## What to produce
Please convert the data starting at the line containing "of the night" and ending at the line containing "[[275, 648]]", both lines included, into a numbered list with blank lines left out.

## Records to use
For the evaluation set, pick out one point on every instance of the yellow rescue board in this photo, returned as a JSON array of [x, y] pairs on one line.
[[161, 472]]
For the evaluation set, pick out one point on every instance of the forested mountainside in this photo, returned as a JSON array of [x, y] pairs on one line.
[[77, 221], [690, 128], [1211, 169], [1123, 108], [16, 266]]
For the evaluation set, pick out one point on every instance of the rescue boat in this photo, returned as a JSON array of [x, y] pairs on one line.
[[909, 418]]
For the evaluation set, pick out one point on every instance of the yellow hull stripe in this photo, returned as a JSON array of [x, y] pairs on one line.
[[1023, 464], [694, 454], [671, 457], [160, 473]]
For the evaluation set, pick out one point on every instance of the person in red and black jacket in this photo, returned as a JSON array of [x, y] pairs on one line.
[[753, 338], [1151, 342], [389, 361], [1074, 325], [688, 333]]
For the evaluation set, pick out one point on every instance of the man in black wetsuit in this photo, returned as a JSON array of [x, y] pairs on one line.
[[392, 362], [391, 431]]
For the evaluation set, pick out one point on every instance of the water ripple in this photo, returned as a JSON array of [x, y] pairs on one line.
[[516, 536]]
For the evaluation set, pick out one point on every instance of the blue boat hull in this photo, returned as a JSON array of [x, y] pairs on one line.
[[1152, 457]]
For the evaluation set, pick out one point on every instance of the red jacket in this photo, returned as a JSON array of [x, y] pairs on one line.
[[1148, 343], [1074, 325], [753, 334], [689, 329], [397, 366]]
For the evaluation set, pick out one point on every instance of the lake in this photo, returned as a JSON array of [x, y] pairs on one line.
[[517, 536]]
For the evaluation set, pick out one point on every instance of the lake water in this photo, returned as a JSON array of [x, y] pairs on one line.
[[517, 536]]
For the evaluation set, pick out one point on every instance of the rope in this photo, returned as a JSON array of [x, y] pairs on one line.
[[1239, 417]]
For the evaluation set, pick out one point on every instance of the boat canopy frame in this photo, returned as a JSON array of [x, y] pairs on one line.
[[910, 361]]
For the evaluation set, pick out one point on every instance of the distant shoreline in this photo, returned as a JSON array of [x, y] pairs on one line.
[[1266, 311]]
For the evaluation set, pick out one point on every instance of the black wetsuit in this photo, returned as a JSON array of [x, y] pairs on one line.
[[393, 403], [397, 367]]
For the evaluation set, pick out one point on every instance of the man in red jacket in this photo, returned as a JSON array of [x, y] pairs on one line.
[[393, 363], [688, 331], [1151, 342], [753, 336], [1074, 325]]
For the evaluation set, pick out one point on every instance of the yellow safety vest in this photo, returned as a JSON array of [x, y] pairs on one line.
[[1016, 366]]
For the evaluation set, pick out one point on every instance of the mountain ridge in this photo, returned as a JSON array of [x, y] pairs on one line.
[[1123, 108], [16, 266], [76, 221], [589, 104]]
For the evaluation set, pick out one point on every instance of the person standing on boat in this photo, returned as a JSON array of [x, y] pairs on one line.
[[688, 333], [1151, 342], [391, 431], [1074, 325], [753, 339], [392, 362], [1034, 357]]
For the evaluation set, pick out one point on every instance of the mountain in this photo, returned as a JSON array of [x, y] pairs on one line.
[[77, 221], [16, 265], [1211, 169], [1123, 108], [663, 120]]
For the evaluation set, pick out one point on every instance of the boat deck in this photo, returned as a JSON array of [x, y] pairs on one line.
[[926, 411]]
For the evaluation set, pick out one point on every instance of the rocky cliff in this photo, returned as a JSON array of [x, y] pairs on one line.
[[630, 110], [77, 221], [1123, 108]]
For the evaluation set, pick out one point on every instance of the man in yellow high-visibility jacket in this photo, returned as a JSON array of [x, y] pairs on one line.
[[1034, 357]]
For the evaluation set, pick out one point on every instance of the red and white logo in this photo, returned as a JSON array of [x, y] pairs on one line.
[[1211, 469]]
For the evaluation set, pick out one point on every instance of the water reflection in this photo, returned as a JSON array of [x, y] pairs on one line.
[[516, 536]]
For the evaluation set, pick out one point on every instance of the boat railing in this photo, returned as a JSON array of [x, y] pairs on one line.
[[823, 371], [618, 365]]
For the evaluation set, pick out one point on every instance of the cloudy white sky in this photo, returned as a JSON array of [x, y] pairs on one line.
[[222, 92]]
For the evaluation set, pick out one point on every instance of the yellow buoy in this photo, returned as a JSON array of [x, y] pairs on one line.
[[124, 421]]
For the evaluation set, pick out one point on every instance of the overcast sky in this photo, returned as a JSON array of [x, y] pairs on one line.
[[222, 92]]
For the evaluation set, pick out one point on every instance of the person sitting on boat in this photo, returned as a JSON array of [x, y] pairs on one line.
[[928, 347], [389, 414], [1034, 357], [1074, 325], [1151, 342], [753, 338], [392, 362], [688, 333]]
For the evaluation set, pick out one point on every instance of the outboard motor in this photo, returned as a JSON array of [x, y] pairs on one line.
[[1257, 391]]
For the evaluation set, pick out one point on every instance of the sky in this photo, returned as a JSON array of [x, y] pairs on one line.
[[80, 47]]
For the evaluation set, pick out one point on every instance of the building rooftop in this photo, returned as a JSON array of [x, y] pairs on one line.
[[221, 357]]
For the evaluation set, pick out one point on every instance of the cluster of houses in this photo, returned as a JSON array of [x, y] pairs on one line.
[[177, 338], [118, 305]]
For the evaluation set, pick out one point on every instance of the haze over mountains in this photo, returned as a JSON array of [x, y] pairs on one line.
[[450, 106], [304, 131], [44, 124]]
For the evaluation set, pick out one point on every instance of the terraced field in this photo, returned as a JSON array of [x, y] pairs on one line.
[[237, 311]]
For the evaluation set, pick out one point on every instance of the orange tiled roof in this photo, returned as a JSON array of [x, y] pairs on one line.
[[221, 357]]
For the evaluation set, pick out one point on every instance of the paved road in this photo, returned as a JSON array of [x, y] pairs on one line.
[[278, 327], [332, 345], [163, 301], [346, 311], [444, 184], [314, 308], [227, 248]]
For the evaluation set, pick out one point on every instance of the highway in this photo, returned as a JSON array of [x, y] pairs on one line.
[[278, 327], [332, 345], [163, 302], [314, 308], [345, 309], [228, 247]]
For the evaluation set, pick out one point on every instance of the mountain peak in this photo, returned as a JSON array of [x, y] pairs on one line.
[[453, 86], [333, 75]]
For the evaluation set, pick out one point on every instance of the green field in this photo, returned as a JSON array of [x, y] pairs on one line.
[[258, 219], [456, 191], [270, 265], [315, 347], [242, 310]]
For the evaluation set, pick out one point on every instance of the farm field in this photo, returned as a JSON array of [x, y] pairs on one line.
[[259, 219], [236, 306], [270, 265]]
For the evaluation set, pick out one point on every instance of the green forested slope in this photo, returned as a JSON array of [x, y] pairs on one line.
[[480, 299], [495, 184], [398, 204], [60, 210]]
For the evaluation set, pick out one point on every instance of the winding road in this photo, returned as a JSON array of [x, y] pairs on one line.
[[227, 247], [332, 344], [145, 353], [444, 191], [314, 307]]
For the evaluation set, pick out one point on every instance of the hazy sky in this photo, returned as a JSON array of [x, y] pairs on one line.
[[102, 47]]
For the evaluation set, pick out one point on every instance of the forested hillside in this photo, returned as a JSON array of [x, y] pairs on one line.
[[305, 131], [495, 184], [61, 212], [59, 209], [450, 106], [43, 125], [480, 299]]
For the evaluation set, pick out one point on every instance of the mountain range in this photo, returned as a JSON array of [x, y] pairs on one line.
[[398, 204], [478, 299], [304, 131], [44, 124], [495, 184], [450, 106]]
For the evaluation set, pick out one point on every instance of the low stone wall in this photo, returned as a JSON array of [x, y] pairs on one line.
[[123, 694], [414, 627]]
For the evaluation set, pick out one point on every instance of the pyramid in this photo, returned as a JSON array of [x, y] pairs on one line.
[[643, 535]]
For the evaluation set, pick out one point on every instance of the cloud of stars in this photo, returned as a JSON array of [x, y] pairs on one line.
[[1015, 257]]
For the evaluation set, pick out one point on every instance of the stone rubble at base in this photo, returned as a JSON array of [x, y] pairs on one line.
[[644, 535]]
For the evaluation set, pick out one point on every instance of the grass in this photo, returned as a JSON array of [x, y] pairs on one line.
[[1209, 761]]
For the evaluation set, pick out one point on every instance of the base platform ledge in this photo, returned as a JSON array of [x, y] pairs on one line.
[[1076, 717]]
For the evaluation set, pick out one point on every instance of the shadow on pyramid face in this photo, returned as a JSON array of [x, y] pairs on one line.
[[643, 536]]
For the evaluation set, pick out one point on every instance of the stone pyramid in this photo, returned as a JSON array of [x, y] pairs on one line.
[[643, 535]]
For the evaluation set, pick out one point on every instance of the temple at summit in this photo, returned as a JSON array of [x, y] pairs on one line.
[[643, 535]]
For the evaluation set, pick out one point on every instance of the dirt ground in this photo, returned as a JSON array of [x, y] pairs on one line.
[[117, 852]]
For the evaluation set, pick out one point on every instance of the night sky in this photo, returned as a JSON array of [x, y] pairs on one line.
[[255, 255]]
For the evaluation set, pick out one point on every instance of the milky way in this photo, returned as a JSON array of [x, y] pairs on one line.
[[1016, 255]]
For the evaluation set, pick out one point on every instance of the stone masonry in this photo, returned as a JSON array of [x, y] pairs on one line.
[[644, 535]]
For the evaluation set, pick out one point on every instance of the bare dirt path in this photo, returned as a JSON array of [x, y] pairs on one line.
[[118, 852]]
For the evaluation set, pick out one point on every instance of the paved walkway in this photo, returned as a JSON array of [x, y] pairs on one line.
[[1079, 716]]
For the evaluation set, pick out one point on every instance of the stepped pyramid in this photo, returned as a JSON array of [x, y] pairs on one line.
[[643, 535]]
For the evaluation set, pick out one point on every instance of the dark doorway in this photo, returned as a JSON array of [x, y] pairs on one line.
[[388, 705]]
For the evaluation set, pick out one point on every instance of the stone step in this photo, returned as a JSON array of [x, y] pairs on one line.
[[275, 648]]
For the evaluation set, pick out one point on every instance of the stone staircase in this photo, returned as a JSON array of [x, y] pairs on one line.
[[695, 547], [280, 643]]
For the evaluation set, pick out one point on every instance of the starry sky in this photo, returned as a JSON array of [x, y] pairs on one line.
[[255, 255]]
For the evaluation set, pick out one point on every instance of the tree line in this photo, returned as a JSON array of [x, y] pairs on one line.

## Reply
1. For the evaluation set, pick out one point on every instance of the night sky in this photo, returned as a JSON array of [x, y] pairs on one line.
2. [[255, 255]]
3. For the evaluation set, pick out one point on every instance of the milky way in this photo, returned as a JSON array of [x, y] pairs on one line.
4. [[1016, 255]]
5. For the evaluation set, pick out one point on every instance of the stone masonry in this photo, returned as a JSON array of [x, y] pairs on one line.
6. [[644, 535]]
7. For the evaluation set, pick out one point on every instance of the bare dirt path in this photo, returned as a JSON array of [x, y] pairs on one line.
8. [[118, 852]]
9. For the evaluation set, pick out one point on every instance of the paved walkway in this photo, returned as a JSON array of [x, y] pairs on one line.
10. [[1079, 716]]
11. For the evaluation set, pick out one point on every instance of the stepped pyramid in this photo, returned as a JSON array of [x, y] pairs on one line.
12. [[643, 535]]
13. For the evaluation set, pick out one point on every instance of the dark doorway in this photo, returned as a JSON array of [x, y] pairs on one line.
14. [[388, 705]]
15. For the evaluation set, pick out one point on every instance of the stone step in this photo, returned as a JSON array of [x, y] pairs on one line.
16. [[275, 648]]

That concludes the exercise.